= Wymagania =
a – Ile wynoszą koszty przesyłki podane we wpisie o skrawkach filcu?
b – Dlaczego według wpisu o skrawkach filcu do ceny trzeba doliczyć 13 zł za przesyłkę?
c – Jak mógłby brzmieć dalszy ciąg wpisu o skrawkach filcu? Napisz go, zaczynając po jego ostatnim zdaniu.

= Blok tekstu =
▽

2012-11-29

Chce ktoś filc?

Witajcie!
Na samym początku spytam, czy chce ktoś kupić ode mnie skrawki filcu? Nazbierał mi się tego cały duży karton i zaczął mi on zawadzać. Skrawki są różnej wielkości i różnego koloru. Zdjęcia nie ma, ale znajdziecie tam skrawki w kolorze fioletowym, pomarańczowym, niebieskim, zielonym, szarym, czerwonym, czarnym, grafitowym.  Idą święta, może ktoś zechce stworzyć z nich ozdoby świąteczne? :D
Tak, jak poprzednim razem, możecie mieć całość (jest tego naprawdę sporo) za 15 zł. Do tej kwoty proszę doliczyć koszty przesyłki - 13 zł, ponieważ filc waży prawie 5 kg!
Jeśli do 9. grudnia nie znajdzie się chętny, z bólem serca będę zmuszona wynieść skrawki filcu na śmietnik.

△

= Wykaz pozycji =
▽

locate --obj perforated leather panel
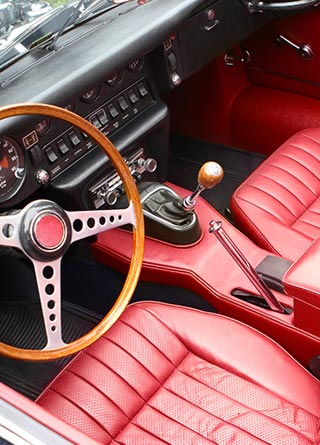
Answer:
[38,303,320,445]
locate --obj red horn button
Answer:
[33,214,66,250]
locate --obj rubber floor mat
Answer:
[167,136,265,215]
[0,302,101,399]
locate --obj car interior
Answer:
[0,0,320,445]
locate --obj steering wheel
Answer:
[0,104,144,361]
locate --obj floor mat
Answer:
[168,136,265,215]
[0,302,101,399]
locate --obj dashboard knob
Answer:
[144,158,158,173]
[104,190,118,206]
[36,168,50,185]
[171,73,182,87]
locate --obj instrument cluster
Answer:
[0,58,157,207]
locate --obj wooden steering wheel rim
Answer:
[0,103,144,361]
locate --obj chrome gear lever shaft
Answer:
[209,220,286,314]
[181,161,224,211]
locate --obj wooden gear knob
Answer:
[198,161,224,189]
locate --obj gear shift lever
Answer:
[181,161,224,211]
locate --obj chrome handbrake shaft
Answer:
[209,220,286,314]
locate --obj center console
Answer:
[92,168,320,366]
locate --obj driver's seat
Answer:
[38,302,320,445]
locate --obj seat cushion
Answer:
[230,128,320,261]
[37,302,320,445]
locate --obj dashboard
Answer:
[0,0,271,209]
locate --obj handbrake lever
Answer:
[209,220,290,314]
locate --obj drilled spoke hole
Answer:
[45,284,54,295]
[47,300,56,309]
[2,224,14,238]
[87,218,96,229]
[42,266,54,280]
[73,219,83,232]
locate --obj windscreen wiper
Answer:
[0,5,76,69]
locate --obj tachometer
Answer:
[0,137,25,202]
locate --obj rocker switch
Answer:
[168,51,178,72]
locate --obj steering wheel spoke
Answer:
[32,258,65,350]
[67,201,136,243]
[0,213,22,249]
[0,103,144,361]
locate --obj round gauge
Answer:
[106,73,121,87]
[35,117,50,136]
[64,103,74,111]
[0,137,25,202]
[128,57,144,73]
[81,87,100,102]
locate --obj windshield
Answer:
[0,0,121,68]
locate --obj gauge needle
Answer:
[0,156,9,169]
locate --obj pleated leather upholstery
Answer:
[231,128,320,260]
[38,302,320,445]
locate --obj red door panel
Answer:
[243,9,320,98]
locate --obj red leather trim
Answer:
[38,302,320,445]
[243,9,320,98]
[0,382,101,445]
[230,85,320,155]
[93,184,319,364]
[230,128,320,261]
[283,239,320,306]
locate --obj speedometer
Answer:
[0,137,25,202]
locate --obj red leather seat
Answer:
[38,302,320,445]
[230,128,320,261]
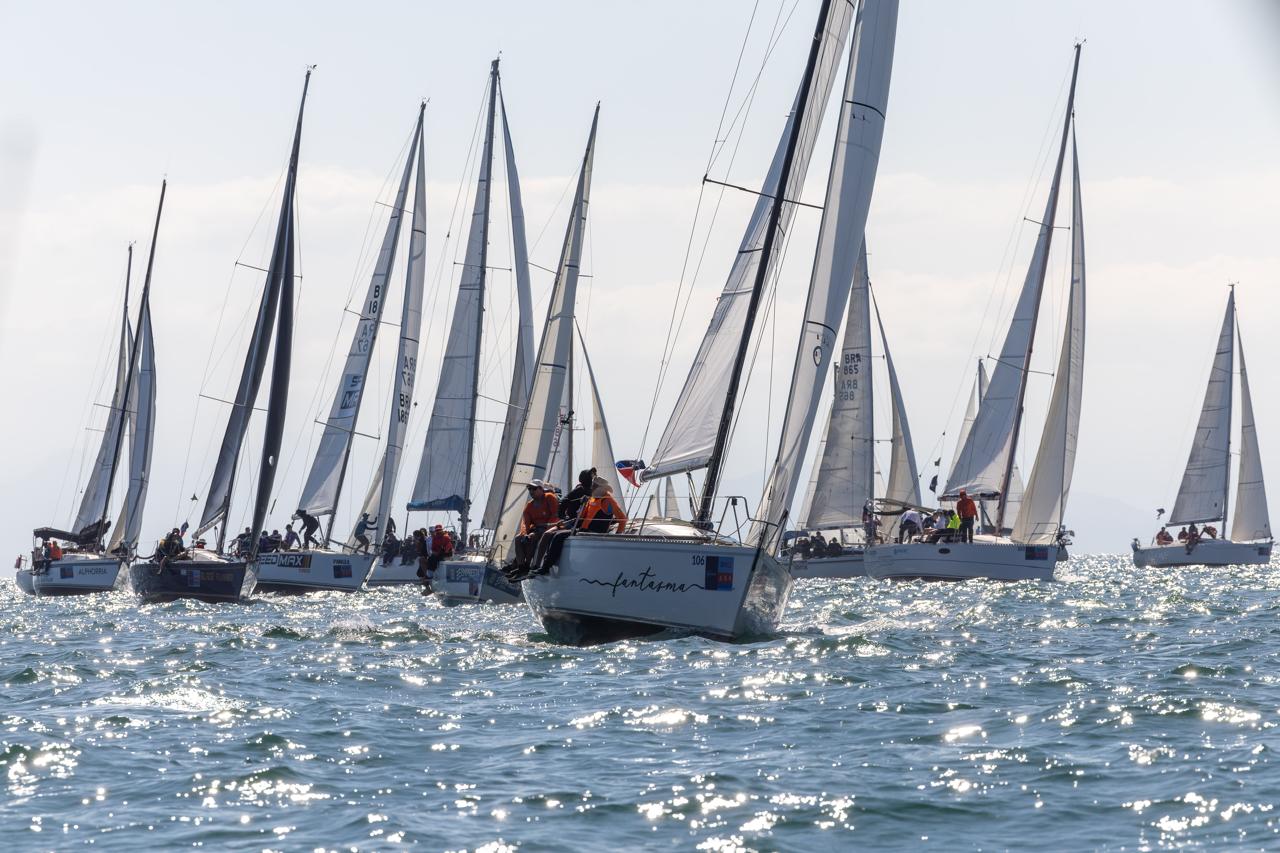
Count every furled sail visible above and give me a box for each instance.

△

= Wyniki zadań =
a – 13 zł.

b – Przesyłka kosztuje tyle, ponieważ filc waży prawie 5 kg.

c –
Kto czytał moje poprzednie posty i jest ciekawy, jak mi poszło na KOLEJNYM egzaminie praktycznym z prawa jazdy, niech wie, że mi nie poszło... Według mnie niesłusznie, ale z natury kłótliwa nie jestem, więc przyjęłam to ze spokojem. Mój portfel wyraźnie schudł i mimo zniechęcenia, zapisałam się na kolejny egzamin. Chcę mieć prawo jazdy i już!

Moja nowa maszyna spisuje się doskonale. Czasem przecieram oczy ze zdumienia, kiedy bez zająknięcia przeszywa twardy, trzykrotnie złożony filc. Dla Highleada nie ma rzeczy (filców :D) niemożliwych!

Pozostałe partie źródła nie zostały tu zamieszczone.